* _Extracted text_
________________________

If the allegations in the declaration be true, and they must *289be so regarded on demurrer, the plaintiff succeeded to the right of possession of the landlord as against the defendant, who, under a general rule of law, was estopped from denying that he occupied the premises as a mere tenant.
On the trial of an issue to the declaration, if the plaintiff could prove the lease by Morehouse to the defendant, his occupation as a mere tenant under the lease, the determination of his term, the purchase by the plaintiff of Morehouse, and the refusal of the defendant to surrender the possession on demand in writing, as alleged in the declaration, we think the plaintiff would make out a prima facie case for recovery. If it be objected that the plaintiff would have to read in evidence his deed from Morehouse to make out his case, and the title would thereby be brought in question, the answer to the objection is, that the plaintiff would have the right to read his deed in evidence for the purpose of showing his right to the possession of the land, and the extent thereof, as provided by sec. 17 of the Statute Dig. ch. 71. For no other purpose can the title be adjudicated upon, or given in evidence.

________________________

* _Given entries_
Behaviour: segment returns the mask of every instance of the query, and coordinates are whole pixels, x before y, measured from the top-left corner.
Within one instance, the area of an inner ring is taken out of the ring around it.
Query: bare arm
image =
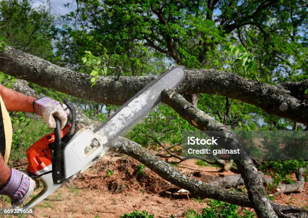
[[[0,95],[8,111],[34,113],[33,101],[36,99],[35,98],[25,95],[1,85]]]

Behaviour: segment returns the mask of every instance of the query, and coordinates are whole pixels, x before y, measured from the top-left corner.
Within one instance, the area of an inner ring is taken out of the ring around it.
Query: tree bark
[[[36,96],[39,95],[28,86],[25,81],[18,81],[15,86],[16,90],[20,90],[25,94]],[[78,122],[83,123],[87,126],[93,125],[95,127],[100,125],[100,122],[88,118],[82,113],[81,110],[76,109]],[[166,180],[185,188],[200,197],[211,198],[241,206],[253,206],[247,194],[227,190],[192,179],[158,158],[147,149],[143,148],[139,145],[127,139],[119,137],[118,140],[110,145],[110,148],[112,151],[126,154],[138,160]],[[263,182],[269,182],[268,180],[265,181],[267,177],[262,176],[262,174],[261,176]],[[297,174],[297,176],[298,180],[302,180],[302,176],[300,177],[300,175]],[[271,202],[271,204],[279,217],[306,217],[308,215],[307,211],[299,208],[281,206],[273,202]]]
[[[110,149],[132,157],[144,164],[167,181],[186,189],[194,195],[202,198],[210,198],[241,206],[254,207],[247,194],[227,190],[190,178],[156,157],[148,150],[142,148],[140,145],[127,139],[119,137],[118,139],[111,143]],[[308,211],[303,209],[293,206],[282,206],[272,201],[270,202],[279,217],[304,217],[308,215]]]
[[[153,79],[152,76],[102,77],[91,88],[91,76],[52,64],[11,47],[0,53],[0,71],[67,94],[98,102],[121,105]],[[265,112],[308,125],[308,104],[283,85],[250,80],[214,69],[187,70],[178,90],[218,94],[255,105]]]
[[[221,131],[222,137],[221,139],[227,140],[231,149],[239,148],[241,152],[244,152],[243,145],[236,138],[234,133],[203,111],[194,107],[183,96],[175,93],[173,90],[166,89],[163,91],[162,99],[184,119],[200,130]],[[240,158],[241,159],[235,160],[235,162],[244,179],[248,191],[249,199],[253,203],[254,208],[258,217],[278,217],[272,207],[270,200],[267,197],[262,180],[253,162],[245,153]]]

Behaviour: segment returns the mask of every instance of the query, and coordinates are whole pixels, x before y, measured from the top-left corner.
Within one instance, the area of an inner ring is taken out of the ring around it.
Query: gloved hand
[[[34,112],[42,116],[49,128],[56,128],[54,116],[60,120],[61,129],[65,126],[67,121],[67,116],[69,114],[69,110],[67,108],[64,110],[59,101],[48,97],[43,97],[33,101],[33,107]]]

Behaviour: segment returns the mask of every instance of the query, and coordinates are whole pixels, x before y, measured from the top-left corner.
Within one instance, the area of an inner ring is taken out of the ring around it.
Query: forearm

________________________

* _Tasks to complete_
- 1) Using the passage on the landlord-tenant dispute, explain in one to three sentences why the plaintiff may read his deed from Morehouse in evidence without the title being adjudicated.
- 2) Answer these questions from the passage on the landlord-tenant dispute:
(a) Who made the lease to the defendant?
(b) In what form was the demand to surrender possession made?
(c) Under a general rule of law, what was the defendant estopped from denying?
- 3) Carry the passage on the landlord-tenant dispute forward from its last sentence.
The items play no part in this work.

* _Task responses_
- 1) The plaintiff may read the deed to show his right to possession of the land and its extent, as sec. 17 of the Statute Dig. ch. 71 provides. The title cannot be adjudicated or given in evidence for any other purpose.

- 2)
(a) Morehouse.
(b) In writing.
(c) That he occupied the premises as a mere tenant.

- 3)
The following adjudications upon statutes similar to ours, support the right of an heir, devisee, administrator, etc., or vendee of the landlord, succeeding to his rights, to maintain the action against the tenant holding over after the expiration of his term. Some of them are directly in point, and others are applicable on principle:
Mason vs. Bascom, 3 B. Mon. 269. Herndon vs. Bascom, 8 Dana 113. Turley vs. Foster, 2 A. K. Marsh. 204. Hildreth vs. Conant, 10 Metc. 298. Hollis vs. Pool, 3 Metc. 350. Rabe vs. Fyler, 10 Sm. & Mar. 440. Cummings vs. Kilpatrick, 23 Miss. (1 Cush.) 106, 6th vol. sup. U. S. Dig. 313. Allen vs. Gibson, 4 Rand. 470. Bowser vs. Bowser, 8 Humph. 23. Avery vs. Smith, 8 Black. 223. Stinsen vs. Gasset, 4 Ala. 171.
In some of the States whose decisions are cited above, the statutes embrace, in their terms, persons succeeding to the rights of the landlord, but there is nothing in our statute excluding them, and restricting the right of action to the landlord *290himself; and, as above remarked, it would be a narrow view of the object of the statute so to restrict its operation.
Missouri, however, goes the full length of restricting the right of action to the landlord, and denies it to his vendee, (Holland vs. Reed, 11 Mo. 605,) or his devisee. Picob vs. Masterson, 12 Ib. 303.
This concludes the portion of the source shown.